Adding "logprobs": true to a single repro request makes the engine’s raw token output visible in the response. That is enough for someone on the Dynamo team to identify whether the issue is in the model, the parser configuration, or the parser itself. This page shows the field to add and what the response will look like, so you can capture and share useful diagnostic info.

Recipe applies to non-streaming requests against Dynamo’s OpenAI /v1/chat/completions endpoint. For multi-channel reasoning models (harmony, kimi_k2, kimi_k25, gemma4), the recipe recovers only the assistant-content channel; the reasoning channel is not surfaced in logprobs.content.

If the worker is the SGLang backend, logprobs: true is rejected by default because SGLang’s tokenizer manager detokenizes top-k tokens serially, causing latency degradation. Launch the worker with DYN_SGL_ALLOW_TOP_LOGPROBS=1 set in the environment to opt in for the duration of the repro request, then unset it afterward. Tracked at sgl-project/sglang#24447.

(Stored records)

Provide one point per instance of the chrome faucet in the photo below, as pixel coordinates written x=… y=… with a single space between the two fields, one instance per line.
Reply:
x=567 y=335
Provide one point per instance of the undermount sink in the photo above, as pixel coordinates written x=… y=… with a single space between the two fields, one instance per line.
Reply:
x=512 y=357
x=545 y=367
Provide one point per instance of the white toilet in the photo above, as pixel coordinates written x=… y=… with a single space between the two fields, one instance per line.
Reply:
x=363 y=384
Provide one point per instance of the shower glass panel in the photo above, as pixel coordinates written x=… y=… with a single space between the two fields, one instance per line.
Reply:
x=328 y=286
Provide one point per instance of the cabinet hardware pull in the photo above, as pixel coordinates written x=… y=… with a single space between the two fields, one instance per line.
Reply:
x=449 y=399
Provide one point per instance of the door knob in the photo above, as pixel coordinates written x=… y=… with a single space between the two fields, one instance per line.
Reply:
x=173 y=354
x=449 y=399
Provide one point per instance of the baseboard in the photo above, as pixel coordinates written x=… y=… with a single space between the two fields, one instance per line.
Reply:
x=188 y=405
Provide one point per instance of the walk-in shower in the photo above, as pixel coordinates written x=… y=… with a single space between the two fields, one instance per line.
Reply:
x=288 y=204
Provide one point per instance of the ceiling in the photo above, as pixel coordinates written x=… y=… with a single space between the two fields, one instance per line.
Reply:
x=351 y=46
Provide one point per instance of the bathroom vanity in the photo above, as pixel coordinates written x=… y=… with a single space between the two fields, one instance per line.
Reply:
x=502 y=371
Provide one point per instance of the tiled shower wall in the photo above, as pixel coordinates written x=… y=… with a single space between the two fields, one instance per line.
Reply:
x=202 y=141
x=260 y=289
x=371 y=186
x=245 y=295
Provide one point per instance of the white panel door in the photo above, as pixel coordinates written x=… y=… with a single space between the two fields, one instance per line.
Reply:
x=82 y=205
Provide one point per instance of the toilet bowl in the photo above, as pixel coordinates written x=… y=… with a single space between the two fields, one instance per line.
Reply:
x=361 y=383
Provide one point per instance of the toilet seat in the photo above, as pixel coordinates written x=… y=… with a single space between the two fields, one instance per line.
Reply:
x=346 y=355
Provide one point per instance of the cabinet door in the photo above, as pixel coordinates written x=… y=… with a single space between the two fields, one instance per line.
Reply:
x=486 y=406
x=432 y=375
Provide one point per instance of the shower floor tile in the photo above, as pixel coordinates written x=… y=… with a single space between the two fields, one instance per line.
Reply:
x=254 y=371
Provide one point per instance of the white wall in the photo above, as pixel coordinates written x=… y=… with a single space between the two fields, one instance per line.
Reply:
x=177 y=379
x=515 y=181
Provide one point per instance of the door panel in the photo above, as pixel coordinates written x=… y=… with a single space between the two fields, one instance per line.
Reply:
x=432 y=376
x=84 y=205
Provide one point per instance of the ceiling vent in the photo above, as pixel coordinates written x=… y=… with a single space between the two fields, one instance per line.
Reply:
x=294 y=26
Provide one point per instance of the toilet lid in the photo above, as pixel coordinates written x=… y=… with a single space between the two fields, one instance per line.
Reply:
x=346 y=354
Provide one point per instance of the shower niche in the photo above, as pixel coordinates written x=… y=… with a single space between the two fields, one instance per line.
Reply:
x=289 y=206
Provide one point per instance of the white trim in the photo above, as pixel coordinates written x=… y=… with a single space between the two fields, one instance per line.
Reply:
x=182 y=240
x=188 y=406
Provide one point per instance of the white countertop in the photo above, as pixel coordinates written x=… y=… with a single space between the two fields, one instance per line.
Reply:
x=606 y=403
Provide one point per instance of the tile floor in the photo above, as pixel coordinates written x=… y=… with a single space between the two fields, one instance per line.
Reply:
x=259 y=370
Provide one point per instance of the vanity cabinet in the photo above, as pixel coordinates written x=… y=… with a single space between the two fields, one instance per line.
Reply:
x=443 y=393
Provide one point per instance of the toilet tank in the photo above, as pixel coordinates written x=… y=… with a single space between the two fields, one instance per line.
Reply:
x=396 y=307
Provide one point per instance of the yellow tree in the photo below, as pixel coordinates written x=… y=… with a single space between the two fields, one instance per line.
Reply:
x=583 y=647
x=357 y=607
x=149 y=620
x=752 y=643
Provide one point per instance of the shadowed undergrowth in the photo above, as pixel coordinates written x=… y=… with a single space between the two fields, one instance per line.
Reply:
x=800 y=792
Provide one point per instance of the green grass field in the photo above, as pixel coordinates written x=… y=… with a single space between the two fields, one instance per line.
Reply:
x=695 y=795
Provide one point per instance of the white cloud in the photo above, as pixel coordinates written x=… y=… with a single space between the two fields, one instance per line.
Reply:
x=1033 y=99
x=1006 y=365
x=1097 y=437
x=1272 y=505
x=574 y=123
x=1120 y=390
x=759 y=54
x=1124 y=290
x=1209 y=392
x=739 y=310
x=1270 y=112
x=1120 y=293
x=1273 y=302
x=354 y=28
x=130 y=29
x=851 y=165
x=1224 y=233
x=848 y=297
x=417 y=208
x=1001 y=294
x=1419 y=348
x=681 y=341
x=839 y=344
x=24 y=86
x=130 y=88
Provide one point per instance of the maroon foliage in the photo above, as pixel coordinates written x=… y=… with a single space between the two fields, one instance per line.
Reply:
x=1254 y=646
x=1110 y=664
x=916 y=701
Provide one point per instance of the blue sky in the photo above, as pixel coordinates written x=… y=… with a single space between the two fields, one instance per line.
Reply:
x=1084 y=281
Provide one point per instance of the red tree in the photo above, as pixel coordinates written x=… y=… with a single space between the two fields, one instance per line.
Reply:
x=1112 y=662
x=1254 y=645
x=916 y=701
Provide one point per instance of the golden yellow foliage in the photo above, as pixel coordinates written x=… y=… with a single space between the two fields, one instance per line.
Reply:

■ **Exercise set**:
a. Reproduce the stretch of the logprobs text from "Recipe applies to" through "surfaced in logprobs.content.".
b. Name every multi-channel reasoning model that the logprobs text lists.

■ **Task results**:
a.
Recipe applies to non-streaming requests against Dynamo’s OpenAI /v1/chat/completions endpoint. For multi-channel reasoning models (harmony, kimi_k2, kimi_k25, gemma4), the recipe recovers only the assistant-content channel; the reasoning channel is not surfaced in logprobs.content.

b. harmony, kimi_k2, kimi_k25, gemma4